TEXTO FORNECIDO:

= = = =

Ofício de Profeta, alguém que fala em lugar de Deus

Após cerca de 400 anos de silêncio profético, aparece João Batista, o último profeta do Antigo Testamento, que fecha a sucessão profética iniciada por Moisés e Arão e recebe o nobre encargo de preparar o povo para receber o Messias e, também, apresentá-lo à nação de Israel (Mc 1.2; Lc 16.16; Jo 1.31). Via-se o fim de uma era e o início de outra para Israel e para todas as nações.

VEJA TAMBÉM:

Lição 4: Paulo, a Vocação para Ser Apóstolo – Clique Aqui

Ao abordarmos o ofício do profeta, encontraremos uma relação estreita entre palavra e visão. É indivisível a função de ser vidente e portador da palavra. O profeta sempre será visionário, já que, no desempenho do seu trabalho, fará com que os receptores de sua mensagem alcancem uma compreensão divina do presente e, também, fará com que se perceba o futuro sem as incertezas que ocasionam o devir daqueles que, ignorando a profecia, vivem alheios aos desígnios de Deus e, portanto, se convertem em títeres das circunstâncias temporais ou, o que poderia ser pior, acabam sendo vítimas da manipulação dos multiformes oráculos dos falsos profetas ou iluminados de plantão.

 

Para uma maior compreensão da relação entre profeta e vidente, farei referência a três termos hebraicos que se referem, de forma especial, ao profeta do Antigo Testamento. Ainda que, com mais emprenho, eu me refira ao que talvez seja o vocábulo mais importante: nabbi. Esse termo comumente se traduz “profeta” mais de 300 vezes nas Escrituras hebraicas. A ideia básica do significado de nabbi é: “alguém que fala em lugar de Deus”; o nabbi foi necessariamente estabelecido para transmitir a mensagem de Deus.

 

1. O EXEMPLO DE MOISÉS E ARÃO

Para assegurar o sentido do termo, podemos citar algumas passagens exemplares. A primeira que mencionarei se refere ao momento em que Arão é denominado profeta de Moisés e, por sua vez, Moisés seria Deus para faraó (Êx 7.1). Esse texto se torna perfeitamente inteligível quando, após muitas objeções a Deus por parte de Moisés sobre sua capacidade de falar, Deus põe a Arão “por boca de Moisés”, dizendo: “E ele falará por ti ao povo; e acontecerá que ele te será por boca, e tu lhe serás por Deus” (Êx 4.16). Dessa forma, podemos dizer que Arão se converterá numa espécie de reprodutor ou replicador da voz que originalmente Moisés recebe diretamente de Deus, sem que ele possa nem minimamente torcer o sentido original da mensagem. A pureza da mensagem fica assegurada pela fidelidade de Arão a Moisés e deste a Deus, pelo que não há fissura possível na transmissão da mensagem.

= = = =

DADOS FORNECIDOS:
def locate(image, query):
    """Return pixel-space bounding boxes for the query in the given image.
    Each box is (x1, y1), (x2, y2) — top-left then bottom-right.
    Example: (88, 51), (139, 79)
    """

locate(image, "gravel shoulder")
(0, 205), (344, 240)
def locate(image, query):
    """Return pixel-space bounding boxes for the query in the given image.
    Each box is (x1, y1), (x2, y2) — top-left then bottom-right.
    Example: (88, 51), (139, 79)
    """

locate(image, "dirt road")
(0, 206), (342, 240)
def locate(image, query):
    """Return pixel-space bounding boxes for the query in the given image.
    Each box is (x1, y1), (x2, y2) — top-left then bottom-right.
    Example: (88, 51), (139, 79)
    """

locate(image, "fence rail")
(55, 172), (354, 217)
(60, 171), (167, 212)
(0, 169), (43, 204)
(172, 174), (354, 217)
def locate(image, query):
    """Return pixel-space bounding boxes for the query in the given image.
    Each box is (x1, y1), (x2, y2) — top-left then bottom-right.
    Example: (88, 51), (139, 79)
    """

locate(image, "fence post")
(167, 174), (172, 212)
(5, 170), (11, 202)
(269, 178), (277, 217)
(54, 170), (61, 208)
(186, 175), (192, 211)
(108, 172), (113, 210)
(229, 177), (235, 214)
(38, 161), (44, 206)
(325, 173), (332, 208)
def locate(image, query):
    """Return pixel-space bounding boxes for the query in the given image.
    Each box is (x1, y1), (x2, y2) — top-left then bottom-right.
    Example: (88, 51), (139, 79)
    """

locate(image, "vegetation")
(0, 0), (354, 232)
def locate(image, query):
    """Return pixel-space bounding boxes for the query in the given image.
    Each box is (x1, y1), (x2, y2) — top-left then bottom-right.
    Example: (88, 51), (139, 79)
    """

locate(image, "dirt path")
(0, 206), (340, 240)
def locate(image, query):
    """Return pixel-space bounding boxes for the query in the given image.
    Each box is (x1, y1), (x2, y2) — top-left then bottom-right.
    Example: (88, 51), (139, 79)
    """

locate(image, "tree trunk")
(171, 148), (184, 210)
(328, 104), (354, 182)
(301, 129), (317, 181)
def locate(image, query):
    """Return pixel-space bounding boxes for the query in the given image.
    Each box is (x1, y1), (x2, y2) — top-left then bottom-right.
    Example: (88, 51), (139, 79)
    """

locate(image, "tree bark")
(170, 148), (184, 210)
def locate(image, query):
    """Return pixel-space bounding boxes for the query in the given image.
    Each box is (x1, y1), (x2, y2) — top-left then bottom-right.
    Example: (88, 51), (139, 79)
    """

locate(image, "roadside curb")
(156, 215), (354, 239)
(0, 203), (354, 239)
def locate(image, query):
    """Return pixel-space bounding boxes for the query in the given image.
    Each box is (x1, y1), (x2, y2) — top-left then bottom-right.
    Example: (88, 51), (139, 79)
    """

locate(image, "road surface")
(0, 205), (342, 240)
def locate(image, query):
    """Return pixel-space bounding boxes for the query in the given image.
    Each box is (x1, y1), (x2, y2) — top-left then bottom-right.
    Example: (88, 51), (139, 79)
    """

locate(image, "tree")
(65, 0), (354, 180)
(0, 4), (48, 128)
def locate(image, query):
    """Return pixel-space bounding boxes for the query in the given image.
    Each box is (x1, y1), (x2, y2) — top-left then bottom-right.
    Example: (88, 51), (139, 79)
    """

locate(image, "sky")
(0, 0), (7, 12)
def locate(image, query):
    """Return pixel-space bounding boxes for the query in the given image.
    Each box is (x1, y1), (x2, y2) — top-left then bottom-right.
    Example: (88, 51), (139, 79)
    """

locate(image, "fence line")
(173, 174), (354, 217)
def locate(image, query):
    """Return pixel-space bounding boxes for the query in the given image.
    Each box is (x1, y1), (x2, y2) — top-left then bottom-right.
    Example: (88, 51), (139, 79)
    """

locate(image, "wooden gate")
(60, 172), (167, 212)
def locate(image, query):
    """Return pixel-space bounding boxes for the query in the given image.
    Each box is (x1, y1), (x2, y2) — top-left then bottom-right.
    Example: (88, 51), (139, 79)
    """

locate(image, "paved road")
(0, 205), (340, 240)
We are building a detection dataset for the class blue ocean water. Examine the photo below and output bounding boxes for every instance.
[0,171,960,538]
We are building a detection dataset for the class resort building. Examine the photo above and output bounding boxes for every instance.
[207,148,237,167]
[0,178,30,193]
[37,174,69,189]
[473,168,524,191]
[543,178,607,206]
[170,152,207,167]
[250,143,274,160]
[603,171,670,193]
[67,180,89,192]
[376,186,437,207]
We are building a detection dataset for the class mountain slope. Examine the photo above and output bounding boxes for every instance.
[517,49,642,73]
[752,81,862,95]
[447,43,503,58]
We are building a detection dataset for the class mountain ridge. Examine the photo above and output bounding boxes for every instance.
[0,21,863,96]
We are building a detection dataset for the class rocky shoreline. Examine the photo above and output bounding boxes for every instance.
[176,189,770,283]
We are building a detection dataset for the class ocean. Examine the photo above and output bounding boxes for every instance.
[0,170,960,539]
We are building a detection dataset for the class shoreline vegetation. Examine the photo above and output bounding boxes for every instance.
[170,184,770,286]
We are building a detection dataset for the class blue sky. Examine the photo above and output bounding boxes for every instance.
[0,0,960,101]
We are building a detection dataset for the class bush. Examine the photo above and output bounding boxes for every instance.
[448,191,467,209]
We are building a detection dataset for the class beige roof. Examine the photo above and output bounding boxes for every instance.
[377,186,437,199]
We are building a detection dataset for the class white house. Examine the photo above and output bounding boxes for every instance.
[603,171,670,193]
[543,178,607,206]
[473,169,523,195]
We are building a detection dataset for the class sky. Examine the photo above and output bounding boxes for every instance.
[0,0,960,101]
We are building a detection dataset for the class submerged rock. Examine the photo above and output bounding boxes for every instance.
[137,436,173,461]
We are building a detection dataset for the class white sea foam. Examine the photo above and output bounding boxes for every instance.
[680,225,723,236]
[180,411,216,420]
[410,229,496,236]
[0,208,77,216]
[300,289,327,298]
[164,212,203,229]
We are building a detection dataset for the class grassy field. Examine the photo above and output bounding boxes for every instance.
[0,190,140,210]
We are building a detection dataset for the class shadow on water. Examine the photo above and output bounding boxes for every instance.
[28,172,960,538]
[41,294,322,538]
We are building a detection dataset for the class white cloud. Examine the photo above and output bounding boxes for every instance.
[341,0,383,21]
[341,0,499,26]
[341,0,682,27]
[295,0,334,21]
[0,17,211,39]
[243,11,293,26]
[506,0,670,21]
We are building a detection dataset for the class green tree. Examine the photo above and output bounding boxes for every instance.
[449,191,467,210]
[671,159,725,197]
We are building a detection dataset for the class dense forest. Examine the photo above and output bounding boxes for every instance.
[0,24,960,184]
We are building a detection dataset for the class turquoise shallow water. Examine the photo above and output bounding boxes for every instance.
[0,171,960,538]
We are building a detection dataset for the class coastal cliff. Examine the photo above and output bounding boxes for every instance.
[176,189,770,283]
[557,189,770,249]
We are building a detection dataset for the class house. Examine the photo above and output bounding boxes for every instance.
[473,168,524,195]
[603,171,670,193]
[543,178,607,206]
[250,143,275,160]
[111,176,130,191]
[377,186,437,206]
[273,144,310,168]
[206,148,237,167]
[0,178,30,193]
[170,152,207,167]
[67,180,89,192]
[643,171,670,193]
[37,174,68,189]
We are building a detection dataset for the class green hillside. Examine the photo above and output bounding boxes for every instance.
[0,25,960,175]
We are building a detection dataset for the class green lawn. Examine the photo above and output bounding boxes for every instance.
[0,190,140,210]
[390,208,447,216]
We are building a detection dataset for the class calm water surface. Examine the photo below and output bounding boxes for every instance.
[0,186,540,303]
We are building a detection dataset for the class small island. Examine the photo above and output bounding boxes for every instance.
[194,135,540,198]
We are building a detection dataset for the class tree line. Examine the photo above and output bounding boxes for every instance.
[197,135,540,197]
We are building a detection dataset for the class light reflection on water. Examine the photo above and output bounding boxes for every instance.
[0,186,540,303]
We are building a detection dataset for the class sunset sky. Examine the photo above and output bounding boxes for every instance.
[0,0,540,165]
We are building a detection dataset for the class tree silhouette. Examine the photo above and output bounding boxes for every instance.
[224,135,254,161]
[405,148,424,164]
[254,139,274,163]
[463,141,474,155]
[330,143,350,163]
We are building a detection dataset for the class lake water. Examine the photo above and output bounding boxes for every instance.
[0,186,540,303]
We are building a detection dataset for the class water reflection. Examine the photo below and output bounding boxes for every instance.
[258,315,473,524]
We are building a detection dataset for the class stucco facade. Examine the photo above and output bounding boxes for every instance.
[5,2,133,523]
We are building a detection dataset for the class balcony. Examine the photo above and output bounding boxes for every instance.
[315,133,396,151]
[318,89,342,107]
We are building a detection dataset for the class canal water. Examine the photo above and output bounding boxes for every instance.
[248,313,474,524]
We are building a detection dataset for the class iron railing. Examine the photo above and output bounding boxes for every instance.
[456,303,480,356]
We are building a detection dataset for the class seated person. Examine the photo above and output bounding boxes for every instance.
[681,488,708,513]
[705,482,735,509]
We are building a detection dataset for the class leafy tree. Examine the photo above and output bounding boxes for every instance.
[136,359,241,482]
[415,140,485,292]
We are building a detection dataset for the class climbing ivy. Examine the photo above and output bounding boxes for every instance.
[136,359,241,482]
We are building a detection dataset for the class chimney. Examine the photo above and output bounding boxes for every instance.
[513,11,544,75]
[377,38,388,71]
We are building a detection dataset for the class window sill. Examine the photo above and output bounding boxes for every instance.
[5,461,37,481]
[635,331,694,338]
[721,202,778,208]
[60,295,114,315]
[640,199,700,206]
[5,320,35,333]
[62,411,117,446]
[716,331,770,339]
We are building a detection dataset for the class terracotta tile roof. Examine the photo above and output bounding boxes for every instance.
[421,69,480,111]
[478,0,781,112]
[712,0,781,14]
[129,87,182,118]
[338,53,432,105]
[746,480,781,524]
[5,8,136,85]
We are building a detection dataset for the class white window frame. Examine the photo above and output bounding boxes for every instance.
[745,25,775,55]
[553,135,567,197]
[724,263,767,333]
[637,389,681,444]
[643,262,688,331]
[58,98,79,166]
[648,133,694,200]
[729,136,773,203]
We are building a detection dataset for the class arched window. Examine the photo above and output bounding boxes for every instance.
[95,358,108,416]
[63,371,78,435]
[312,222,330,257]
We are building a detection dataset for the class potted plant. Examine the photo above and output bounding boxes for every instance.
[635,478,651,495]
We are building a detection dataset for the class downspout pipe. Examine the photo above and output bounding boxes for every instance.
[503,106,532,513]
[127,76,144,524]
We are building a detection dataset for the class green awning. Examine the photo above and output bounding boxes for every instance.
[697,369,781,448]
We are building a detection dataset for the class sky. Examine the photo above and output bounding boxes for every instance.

= = = =

O QUE FAZER: Segundo o texto sobre o ofício de profeta, qual é a ideia básica do significado do termo hebraico nabbi? As entradas provêm de outra fonte.

RESULTADO DO EXERCÍCIO: Alguém que fala em lugar de Deus.